#### Beschikbare gegevens:

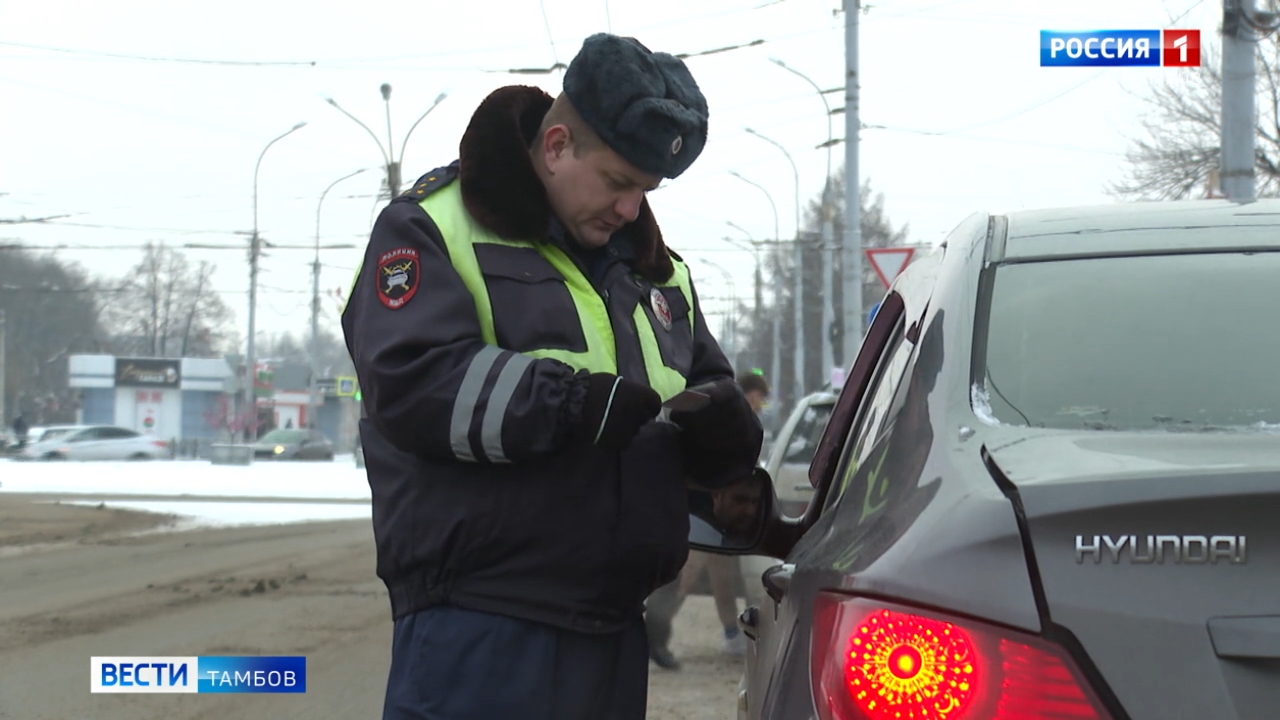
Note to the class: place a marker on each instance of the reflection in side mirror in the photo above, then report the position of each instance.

---

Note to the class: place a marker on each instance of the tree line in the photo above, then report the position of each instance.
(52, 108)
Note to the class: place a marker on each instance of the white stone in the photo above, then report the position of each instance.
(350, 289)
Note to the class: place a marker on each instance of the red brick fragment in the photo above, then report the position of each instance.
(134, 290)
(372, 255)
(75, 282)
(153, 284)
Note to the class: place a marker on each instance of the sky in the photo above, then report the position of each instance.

==

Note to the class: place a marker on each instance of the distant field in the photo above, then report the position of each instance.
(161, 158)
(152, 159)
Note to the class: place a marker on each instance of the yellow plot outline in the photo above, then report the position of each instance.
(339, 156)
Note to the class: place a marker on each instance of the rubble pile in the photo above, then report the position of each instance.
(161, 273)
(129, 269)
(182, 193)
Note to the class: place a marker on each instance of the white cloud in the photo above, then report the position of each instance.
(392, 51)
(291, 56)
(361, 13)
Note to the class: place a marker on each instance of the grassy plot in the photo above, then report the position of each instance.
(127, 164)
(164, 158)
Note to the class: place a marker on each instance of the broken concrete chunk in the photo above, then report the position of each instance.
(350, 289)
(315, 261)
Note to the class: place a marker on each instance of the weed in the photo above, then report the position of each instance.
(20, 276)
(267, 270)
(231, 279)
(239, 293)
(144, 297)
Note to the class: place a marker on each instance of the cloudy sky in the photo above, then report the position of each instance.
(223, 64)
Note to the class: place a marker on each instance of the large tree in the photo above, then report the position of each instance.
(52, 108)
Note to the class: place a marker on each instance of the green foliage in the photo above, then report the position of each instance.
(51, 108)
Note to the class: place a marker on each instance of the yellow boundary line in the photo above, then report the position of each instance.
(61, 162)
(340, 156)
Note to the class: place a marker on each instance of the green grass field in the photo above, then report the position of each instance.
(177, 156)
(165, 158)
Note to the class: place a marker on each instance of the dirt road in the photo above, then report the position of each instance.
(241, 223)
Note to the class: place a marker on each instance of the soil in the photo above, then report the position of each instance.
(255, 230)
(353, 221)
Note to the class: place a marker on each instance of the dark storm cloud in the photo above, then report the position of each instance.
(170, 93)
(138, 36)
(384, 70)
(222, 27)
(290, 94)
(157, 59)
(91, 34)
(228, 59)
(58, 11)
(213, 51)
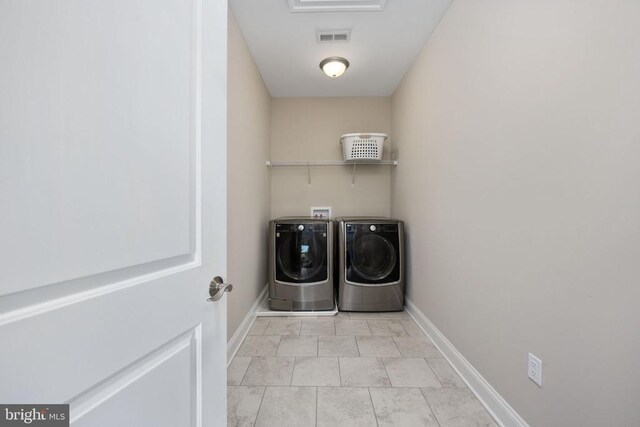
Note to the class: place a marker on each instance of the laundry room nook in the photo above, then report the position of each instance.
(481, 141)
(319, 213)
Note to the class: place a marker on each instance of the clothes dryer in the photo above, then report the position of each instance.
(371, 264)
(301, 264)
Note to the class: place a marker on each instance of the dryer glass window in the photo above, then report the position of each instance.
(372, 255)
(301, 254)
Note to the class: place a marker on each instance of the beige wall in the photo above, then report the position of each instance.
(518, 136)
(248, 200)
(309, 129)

#### Opdracht:
Zoek in de gegevens hierboven elke regel op waarin het woord "green" voorkomt, en schrijf die regels woordelijk over.

#### Antwoord:
Note to the class: place a marker on each instance of the green foliage in the photo above, then report the position of each instance.
Note to the class: place a marker on each instance of the green grass field in the photo above, then report the position of each instance.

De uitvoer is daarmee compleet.